Stored items:
########################################

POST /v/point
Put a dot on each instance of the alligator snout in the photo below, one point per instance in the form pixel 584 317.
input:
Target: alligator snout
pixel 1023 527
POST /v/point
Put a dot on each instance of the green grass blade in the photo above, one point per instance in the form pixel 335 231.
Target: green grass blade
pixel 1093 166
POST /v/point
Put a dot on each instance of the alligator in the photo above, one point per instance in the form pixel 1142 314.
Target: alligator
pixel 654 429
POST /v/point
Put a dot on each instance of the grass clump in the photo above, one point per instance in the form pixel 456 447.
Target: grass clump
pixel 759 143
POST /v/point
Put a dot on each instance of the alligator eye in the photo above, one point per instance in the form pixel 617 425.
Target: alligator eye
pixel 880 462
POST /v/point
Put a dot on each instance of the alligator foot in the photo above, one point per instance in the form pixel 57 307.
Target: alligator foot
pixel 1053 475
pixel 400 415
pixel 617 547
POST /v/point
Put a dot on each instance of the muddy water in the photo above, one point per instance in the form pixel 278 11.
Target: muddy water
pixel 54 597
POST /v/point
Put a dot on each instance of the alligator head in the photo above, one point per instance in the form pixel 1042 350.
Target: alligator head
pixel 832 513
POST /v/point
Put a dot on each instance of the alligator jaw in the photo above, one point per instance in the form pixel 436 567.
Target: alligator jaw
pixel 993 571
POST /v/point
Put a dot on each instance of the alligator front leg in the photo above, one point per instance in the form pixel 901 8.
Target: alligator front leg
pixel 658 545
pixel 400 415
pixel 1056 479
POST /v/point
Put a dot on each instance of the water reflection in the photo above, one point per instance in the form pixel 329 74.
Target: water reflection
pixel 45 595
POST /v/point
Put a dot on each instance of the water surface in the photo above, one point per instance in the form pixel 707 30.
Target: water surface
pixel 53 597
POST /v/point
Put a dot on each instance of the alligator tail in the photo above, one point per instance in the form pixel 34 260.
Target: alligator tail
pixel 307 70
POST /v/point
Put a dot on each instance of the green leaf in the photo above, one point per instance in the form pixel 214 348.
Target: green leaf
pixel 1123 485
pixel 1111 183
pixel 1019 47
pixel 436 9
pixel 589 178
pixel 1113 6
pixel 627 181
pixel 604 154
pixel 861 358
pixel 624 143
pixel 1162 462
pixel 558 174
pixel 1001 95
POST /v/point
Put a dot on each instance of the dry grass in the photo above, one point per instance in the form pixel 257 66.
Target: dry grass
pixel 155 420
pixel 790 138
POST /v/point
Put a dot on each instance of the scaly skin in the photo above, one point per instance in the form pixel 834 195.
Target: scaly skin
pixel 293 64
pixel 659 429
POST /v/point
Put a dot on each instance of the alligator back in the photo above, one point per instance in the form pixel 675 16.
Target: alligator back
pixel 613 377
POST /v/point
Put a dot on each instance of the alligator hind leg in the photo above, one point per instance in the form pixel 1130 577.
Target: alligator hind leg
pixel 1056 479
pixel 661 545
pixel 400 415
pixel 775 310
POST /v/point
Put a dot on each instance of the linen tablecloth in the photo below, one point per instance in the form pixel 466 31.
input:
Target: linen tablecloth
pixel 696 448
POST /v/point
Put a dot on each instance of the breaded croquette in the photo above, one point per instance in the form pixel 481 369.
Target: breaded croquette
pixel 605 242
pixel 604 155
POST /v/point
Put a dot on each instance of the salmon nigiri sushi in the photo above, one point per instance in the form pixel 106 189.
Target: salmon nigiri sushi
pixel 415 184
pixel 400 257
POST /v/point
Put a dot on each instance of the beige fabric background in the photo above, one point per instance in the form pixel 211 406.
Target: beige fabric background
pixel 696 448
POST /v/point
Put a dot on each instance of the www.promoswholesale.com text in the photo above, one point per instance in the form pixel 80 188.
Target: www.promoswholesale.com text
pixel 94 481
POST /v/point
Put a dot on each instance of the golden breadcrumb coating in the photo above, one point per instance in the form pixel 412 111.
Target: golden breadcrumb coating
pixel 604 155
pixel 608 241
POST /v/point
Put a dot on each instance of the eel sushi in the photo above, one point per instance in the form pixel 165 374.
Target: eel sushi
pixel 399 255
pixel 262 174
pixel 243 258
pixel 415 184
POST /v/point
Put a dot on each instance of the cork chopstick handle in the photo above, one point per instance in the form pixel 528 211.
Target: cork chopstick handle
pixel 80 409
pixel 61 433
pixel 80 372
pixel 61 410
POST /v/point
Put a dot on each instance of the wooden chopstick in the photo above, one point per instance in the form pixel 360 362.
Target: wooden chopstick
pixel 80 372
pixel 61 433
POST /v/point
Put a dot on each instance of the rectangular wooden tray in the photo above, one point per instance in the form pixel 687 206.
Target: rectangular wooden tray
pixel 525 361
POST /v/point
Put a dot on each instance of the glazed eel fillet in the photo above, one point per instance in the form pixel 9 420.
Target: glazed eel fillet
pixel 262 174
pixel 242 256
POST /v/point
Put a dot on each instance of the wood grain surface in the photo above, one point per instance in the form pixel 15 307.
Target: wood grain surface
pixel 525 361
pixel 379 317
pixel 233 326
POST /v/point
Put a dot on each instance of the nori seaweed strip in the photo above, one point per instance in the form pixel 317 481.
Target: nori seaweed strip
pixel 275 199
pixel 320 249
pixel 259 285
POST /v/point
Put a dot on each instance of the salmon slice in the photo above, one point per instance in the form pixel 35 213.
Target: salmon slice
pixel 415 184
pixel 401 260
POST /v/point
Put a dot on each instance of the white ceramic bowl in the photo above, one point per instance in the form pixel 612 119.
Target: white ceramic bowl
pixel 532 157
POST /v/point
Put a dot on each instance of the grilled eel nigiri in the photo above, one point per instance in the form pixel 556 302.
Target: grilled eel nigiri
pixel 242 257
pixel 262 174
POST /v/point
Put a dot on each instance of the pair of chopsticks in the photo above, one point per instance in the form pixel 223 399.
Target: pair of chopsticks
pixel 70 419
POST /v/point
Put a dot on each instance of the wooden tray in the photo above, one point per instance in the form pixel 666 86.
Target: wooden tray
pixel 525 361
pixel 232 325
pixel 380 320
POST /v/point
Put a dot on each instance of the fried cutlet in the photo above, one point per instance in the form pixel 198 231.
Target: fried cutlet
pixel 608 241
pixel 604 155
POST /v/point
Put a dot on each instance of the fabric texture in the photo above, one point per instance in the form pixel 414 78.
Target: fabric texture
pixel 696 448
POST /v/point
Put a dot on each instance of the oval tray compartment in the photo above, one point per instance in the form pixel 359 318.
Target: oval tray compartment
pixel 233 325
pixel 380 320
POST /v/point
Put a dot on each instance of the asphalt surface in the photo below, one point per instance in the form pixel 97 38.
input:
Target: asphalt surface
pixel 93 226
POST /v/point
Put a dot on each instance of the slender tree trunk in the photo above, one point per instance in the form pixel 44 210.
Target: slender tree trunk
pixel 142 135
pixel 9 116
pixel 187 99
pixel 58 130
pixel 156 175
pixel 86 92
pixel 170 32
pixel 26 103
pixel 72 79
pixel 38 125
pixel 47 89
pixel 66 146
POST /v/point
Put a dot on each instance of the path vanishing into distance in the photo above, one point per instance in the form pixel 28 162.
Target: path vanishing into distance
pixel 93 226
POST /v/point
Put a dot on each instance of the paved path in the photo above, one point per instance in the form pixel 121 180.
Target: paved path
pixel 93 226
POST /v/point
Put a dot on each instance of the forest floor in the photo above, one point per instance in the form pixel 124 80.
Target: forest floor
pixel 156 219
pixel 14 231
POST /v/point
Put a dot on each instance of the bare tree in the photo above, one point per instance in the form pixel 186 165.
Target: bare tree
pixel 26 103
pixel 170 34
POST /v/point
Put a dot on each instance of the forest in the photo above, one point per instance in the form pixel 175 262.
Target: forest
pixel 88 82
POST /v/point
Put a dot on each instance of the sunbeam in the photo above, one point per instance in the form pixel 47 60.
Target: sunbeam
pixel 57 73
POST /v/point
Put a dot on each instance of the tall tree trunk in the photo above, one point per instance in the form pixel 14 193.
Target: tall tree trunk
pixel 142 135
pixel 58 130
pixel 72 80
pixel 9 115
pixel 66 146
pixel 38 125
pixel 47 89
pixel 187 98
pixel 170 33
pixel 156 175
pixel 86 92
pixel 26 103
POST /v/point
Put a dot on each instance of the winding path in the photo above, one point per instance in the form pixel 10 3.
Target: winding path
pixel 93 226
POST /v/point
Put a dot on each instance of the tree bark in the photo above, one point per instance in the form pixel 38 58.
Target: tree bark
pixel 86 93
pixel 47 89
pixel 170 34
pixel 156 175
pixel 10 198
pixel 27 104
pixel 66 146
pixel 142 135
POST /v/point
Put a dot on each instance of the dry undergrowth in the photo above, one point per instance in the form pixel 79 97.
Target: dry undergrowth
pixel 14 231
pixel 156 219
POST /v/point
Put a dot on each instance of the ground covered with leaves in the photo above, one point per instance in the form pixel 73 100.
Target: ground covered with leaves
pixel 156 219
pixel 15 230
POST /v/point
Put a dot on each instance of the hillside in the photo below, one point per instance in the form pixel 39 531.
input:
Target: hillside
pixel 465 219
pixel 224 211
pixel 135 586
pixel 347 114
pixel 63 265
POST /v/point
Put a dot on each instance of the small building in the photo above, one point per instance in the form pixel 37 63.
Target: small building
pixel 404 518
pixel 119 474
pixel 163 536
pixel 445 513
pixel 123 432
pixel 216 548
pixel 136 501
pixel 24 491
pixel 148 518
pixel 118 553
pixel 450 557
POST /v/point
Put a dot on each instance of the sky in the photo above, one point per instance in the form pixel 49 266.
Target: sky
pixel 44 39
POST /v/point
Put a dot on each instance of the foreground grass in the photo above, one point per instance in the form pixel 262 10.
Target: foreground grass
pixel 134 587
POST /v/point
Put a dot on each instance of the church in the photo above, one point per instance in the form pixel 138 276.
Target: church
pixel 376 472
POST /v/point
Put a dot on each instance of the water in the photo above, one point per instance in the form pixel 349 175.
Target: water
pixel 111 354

########################################

EXERCISE DETAILS » Only the lines above starting with the one with "Target: beige fabric background" and going through the one with "Put a dot on each instance of the cork" are to be copied, word for word and with both ends kept.

RESULT »
Target: beige fabric background
pixel 696 448
POST /v/point
Put a dot on each instance of the www.promoswholesale.com text in the photo above, one point per instance in the form pixel 80 188.
Target: www.promoswholesale.com text
pixel 94 481
POST /v/point
Put a dot on each instance of the golden breadcrumb coating in the photo above, one point per instance in the form pixel 412 111.
Target: golden breadcrumb coating
pixel 604 155
pixel 608 241
POST /v/point
Put a dot on each instance of the eel sushi in the photo above, one point per instance in the form pixel 165 374.
Target: eel sushi
pixel 399 255
pixel 262 174
pixel 243 258
pixel 415 184
POST /v/point
Put a dot on each instance of the cork chopstick handle in the photo above, one point per instance in the form pixel 528 211.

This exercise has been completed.